**Goal:**
Take the part of the material that opens with the line containing "Place a point on the range" and closes with the line containing "<point>397,140</point>", and replace "range hood" with "exhaust hood" wherever it occurs. Return only those lines, with everything else left unchanged.

-------- Data supplied

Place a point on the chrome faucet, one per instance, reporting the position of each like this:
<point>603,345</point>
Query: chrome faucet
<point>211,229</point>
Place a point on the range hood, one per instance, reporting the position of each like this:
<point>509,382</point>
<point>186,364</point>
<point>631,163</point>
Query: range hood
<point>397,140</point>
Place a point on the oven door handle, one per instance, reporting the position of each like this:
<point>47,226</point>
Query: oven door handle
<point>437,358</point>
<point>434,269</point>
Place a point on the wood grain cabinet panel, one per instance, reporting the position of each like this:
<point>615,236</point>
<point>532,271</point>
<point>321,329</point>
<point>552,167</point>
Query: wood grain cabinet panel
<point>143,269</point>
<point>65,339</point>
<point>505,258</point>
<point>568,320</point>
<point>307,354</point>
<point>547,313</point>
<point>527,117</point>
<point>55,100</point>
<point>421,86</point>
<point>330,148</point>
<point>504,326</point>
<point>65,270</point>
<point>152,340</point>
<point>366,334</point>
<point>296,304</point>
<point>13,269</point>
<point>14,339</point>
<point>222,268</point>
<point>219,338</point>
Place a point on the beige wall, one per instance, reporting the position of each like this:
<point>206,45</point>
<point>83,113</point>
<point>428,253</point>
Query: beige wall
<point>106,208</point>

----------------

**Complete answer:**
Place a point on the exhaust hood, one per instance, reporting the position of each like this:
<point>509,382</point>
<point>186,364</point>
<point>631,163</point>
Query: exhaust hood
<point>397,140</point>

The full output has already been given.